## REQUIRED ACTION
Only an exact repetition of the entries counts as an answer.
══ TASK INPUT
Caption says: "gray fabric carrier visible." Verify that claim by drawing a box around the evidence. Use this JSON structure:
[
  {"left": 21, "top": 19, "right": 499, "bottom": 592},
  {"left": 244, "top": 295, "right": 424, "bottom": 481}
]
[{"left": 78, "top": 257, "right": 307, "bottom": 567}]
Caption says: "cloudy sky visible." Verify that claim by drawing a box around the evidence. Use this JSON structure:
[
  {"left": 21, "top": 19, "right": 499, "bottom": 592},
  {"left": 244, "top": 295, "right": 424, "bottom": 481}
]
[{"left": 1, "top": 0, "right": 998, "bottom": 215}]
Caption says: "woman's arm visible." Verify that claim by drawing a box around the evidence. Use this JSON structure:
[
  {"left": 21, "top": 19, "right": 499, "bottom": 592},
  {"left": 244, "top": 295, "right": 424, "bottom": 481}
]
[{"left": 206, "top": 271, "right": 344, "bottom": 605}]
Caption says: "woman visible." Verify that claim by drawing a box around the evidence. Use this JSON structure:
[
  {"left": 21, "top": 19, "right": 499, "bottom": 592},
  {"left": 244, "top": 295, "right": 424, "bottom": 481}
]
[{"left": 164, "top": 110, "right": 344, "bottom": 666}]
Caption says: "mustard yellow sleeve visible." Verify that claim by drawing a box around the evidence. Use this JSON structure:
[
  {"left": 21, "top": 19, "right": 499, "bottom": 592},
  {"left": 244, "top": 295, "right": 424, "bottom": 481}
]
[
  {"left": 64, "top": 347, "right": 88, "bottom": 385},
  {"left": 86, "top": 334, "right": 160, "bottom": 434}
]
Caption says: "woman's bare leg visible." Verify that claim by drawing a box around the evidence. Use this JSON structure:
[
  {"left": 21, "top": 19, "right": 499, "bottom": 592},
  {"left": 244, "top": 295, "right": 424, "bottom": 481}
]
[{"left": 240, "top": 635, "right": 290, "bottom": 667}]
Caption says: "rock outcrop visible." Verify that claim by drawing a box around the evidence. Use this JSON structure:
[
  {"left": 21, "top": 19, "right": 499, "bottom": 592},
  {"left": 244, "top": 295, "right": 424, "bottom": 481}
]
════
## SOLUTION FOR THIS EXERCISE
Caption says: "gray fabric carrier visible." Verify that claim by drawing a box around the evidence. Use this JSON structure:
[
  {"left": 21, "top": 19, "right": 499, "bottom": 592},
  {"left": 244, "top": 295, "right": 424, "bottom": 481}
]
[{"left": 78, "top": 257, "right": 307, "bottom": 567}]
Caption says: "cloudy sky visible." Verify that claim by drawing a box around the evidence. Use this JSON structure:
[
  {"left": 21, "top": 19, "right": 499, "bottom": 592},
  {"left": 244, "top": 295, "right": 424, "bottom": 481}
]
[{"left": 1, "top": 0, "right": 998, "bottom": 215}]
Caption says: "woman's arm visible." Verify that claim by drawing a box around the evidence. Use this JSON structure:
[
  {"left": 21, "top": 19, "right": 499, "bottom": 592},
  {"left": 244, "top": 295, "right": 424, "bottom": 481}
]
[{"left": 206, "top": 271, "right": 344, "bottom": 605}]
Caption says: "woman visible." Verify that claim by drawing a box around the evidence. Use this JSON structure:
[
  {"left": 21, "top": 19, "right": 499, "bottom": 592},
  {"left": 244, "top": 295, "right": 424, "bottom": 481}
]
[{"left": 164, "top": 110, "right": 344, "bottom": 666}]
Caption says: "mustard yellow sleeve visible." Verify that claim by drawing a box around the evidence. Use this JSON structure:
[
  {"left": 21, "top": 19, "right": 499, "bottom": 592},
  {"left": 244, "top": 295, "right": 424, "bottom": 481}
]
[
  {"left": 64, "top": 347, "right": 88, "bottom": 385},
  {"left": 86, "top": 334, "right": 160, "bottom": 434}
]
Caption says: "woman's bare leg visible." Verify that claim by drawing a box around the evidence. Use this JSON structure:
[
  {"left": 21, "top": 19, "right": 499, "bottom": 592},
  {"left": 244, "top": 295, "right": 424, "bottom": 481}
]
[{"left": 240, "top": 635, "right": 290, "bottom": 667}]
Caption says: "rock outcrop visible." Verify that claim by drawing a box around the evidence. Use this JSON structure:
[
  {"left": 21, "top": 19, "right": 499, "bottom": 592},
  {"left": 244, "top": 295, "right": 424, "bottom": 481}
]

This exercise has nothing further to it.